──────── Material for this task ────────

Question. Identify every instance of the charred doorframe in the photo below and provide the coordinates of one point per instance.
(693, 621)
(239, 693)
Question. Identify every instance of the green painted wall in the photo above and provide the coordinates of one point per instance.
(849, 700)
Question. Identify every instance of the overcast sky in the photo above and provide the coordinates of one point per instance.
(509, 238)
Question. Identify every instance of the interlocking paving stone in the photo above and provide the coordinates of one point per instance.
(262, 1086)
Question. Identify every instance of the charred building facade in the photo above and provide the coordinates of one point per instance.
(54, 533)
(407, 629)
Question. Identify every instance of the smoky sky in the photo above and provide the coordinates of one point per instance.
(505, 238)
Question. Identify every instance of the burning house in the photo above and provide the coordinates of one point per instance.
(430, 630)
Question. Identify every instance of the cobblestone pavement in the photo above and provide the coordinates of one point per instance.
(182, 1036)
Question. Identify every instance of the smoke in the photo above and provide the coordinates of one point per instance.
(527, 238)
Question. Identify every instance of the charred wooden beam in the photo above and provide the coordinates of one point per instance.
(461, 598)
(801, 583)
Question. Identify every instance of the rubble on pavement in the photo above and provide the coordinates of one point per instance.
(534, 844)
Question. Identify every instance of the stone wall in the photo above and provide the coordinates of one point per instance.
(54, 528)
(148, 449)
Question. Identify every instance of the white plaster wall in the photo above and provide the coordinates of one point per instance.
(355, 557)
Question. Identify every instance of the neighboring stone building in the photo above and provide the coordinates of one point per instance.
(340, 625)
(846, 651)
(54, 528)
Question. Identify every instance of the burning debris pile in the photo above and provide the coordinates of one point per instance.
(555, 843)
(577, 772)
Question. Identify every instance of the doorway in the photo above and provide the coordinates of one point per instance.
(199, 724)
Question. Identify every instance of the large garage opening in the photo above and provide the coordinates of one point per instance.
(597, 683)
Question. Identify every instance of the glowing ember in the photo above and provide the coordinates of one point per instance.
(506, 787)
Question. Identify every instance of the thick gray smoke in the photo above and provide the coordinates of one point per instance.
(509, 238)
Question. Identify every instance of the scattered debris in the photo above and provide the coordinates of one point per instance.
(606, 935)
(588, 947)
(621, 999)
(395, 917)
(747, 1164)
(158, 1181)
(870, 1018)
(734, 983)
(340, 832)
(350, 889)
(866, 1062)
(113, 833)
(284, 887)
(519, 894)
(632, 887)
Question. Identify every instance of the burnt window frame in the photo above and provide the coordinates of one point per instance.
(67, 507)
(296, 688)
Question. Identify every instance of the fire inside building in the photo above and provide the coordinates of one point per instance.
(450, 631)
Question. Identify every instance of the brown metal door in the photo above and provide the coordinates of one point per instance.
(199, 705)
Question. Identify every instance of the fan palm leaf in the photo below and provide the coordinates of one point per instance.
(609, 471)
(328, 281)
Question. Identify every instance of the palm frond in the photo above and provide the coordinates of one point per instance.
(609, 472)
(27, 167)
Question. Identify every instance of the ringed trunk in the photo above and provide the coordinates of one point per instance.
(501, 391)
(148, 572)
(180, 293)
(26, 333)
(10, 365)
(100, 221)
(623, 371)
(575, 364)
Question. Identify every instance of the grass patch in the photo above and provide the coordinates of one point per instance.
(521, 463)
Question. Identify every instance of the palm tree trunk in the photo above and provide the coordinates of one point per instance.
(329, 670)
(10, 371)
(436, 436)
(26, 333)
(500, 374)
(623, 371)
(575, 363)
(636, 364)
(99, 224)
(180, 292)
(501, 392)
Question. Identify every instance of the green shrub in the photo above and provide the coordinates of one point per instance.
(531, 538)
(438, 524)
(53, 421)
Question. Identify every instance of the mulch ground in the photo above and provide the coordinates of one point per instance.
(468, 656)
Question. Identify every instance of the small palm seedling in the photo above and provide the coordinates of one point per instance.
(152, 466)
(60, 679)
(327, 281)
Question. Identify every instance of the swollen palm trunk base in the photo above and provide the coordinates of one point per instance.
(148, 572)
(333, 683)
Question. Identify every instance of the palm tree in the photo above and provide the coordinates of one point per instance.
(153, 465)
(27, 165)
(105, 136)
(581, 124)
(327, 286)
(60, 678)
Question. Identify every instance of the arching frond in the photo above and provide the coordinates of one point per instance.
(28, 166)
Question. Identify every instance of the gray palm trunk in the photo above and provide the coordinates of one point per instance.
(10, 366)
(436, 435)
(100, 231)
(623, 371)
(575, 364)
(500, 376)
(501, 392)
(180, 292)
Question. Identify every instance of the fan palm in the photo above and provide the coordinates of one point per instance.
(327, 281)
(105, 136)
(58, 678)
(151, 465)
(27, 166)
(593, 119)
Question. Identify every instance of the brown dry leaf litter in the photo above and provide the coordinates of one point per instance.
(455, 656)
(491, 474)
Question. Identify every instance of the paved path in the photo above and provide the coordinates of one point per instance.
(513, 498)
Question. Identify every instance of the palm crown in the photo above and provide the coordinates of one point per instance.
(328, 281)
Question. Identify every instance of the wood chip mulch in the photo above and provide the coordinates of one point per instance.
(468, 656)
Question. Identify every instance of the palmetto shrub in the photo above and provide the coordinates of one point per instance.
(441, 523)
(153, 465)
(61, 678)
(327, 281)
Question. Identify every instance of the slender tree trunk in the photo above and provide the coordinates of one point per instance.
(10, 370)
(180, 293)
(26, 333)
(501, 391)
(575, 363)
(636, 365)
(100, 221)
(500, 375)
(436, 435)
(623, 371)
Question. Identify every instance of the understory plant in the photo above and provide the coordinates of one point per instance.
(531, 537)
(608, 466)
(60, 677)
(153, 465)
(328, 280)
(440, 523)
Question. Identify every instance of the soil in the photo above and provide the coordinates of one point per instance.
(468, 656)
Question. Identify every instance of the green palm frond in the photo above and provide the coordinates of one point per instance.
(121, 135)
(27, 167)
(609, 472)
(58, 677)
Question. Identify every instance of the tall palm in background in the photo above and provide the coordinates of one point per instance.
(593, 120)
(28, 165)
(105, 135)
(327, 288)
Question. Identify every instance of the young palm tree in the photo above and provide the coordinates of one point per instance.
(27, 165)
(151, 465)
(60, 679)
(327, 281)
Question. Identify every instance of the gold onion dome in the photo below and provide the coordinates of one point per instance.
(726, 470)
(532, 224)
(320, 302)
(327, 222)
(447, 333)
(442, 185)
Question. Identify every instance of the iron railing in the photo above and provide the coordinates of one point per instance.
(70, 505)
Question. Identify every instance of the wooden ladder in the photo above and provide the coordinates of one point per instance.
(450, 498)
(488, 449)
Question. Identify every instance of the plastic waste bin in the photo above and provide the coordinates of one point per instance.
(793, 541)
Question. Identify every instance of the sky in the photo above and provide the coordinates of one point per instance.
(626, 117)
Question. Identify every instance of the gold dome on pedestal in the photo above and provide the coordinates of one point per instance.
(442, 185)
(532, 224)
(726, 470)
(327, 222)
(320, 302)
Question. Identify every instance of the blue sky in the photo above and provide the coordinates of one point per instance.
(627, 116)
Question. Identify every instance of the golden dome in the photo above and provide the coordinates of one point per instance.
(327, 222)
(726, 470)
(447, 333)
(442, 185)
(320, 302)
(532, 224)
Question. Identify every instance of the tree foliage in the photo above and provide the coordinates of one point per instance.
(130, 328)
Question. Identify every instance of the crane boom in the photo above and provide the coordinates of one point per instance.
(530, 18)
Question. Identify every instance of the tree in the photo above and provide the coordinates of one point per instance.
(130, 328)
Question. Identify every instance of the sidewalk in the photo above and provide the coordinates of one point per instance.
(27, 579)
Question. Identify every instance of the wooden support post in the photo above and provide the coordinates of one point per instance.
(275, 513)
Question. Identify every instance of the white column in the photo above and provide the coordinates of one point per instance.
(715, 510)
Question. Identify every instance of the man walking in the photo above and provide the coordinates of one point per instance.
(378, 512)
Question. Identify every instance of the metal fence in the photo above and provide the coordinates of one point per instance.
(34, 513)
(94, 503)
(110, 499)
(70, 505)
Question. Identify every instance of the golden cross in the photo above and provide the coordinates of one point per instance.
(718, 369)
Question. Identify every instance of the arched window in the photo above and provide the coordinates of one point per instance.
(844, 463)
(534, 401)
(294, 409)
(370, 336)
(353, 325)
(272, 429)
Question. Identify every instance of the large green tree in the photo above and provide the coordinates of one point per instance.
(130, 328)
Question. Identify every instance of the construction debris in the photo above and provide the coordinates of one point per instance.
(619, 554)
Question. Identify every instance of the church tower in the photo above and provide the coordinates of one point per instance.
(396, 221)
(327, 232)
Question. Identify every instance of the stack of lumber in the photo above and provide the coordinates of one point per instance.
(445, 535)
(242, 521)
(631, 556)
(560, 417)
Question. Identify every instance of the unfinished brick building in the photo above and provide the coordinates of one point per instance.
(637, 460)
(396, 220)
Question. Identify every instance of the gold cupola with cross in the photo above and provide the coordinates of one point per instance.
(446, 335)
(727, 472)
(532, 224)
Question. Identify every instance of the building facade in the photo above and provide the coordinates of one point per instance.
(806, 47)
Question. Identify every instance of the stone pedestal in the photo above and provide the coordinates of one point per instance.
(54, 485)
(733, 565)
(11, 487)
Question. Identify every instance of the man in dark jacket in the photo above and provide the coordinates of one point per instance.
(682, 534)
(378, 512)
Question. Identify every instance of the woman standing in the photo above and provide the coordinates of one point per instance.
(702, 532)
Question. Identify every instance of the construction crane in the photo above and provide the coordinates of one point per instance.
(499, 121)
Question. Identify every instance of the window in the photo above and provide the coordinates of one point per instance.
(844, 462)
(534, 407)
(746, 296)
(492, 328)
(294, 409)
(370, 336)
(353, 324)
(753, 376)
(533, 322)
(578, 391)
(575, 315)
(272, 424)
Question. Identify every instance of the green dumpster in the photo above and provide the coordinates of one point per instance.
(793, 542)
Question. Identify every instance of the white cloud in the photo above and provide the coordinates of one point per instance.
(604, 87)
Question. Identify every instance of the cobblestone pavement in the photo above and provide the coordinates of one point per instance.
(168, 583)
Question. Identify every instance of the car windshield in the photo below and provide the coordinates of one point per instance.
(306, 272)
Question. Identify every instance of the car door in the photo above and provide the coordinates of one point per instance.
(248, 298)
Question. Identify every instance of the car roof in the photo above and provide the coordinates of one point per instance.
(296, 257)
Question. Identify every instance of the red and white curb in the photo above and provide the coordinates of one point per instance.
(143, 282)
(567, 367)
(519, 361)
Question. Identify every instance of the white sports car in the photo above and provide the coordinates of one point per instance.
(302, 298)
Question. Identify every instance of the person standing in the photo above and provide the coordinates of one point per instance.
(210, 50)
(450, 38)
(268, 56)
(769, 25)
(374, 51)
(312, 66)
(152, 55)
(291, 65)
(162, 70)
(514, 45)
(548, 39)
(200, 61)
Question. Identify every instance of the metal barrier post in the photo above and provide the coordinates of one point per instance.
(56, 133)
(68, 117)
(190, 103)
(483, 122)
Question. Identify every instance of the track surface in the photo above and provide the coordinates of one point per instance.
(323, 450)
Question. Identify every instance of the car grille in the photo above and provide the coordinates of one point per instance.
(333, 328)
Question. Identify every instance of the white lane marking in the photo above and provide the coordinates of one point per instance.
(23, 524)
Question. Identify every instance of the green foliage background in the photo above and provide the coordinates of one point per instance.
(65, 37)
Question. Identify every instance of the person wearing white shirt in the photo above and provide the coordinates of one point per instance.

────────

> _Exercise requirements_: Write out exactly the lines that begin at the one containing "Question. Identify every instance of the green foliage" and continue through the last line of the data, and only those.

> _Response box_:
Question. Identify every instance of the green foliage background in the photo above and provide the coordinates of one point per instance.
(65, 37)
Question. Identify every instance of the person wearing white shirt in the photo above and provide the coordinates of one point per instance.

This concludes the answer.